**Data for this task:**
+ + + +
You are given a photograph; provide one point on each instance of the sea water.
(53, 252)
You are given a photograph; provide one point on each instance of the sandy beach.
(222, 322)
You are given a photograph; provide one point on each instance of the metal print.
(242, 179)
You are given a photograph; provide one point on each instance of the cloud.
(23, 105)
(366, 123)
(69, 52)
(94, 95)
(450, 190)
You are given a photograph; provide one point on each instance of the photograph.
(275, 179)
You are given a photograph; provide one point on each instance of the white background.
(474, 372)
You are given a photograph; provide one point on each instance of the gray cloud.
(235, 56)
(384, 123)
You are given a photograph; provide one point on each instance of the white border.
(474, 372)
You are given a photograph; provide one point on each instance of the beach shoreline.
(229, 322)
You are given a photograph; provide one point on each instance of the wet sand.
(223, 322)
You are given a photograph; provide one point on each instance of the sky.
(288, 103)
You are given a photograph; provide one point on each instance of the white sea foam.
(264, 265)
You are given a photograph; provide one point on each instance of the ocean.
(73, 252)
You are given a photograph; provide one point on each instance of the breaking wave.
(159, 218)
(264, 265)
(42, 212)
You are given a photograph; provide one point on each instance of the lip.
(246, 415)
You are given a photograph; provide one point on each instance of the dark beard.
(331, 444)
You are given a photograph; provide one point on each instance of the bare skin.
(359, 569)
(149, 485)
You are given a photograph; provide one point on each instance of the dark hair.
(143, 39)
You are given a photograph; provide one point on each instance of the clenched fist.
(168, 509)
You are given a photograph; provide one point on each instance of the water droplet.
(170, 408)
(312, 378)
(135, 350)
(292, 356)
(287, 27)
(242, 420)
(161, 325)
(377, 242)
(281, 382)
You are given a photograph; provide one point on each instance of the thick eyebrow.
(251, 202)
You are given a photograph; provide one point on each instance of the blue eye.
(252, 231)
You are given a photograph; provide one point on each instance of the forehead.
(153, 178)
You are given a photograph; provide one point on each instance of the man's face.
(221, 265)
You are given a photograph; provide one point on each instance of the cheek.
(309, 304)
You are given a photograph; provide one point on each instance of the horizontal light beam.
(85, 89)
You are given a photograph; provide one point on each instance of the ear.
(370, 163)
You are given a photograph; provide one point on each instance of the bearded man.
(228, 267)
+ + + +
**Goal:**
All of the material must be reproduced exactly.

**Exercise output:**
You are given a photograph; provide one point on each instance of the sea water.
(53, 252)
You are given a photograph; provide one point on each instance of the sandy beach.
(222, 322)
You are given a photograph; provide one point on each instance of the metal print.
(242, 179)
You are given a photograph; provide one point on each instance of the cloud.
(23, 105)
(366, 123)
(69, 52)
(94, 95)
(450, 190)
You are given a photograph; provide one point on each instance of the photograph.
(275, 179)
You are given a photograph; provide one point on each instance of the white background.
(474, 372)
You are given a photograph; provide one point on each instance of the gray cloud.
(235, 56)
(384, 123)
You are given a photograph; provide one point on each instance of the white border.
(474, 372)
You are given a photograph; provide one point on each instance of the beach shoreline.
(229, 322)
You are given a photograph; provide one point on each instance of the wet sand.
(223, 322)
You are given a photograph; provide one point on each instance of the sky.
(288, 103)
You are given a photograph; provide one point on each instance of the white sea foam.
(264, 265)
You are given a photograph; provide one point on each instance of the ocean.
(73, 252)
You are given a photograph; provide one point on each instance of the breaking wave.
(159, 218)
(264, 265)
(42, 212)
You are given a photograph; provide one point on each instance of the lip.
(246, 415)
You are given a photograph; provide one point on each instance of the dark beard.
(331, 444)
You are given a photograph; provide one point on each instance of the bare skin.
(359, 569)
(149, 485)
You are given a photograph; provide one point on each instance of the dark hair.
(143, 39)
You are given a photograph; provide one point on each instance of the clenched fist.
(168, 509)
You are given a photograph; provide one point on each instance of the water droplet.
(170, 408)
(312, 378)
(135, 350)
(292, 356)
(287, 27)
(242, 420)
(161, 325)
(377, 242)
(281, 382)
You are given a photograph; provide one point on each instance of the thick eyebrow.
(251, 202)
You are given a photograph; provide one point on each instance of the blue eye.
(252, 231)
You are given a photograph; provide one point on each instance of the forehead.
(153, 178)
You are given a photograph; provide one point on each instance of the man's face.
(221, 265)
You are given a photograph; provide one point on each instance of the cheek.
(309, 304)
You are given a photograph; provide one point on each instance of the horizontal light beam.
(85, 89)
You are given a photograph; provide one point on each instance of the ear.
(370, 163)
You are given a photograph; provide one point on each instance of the bearded man.
(228, 267)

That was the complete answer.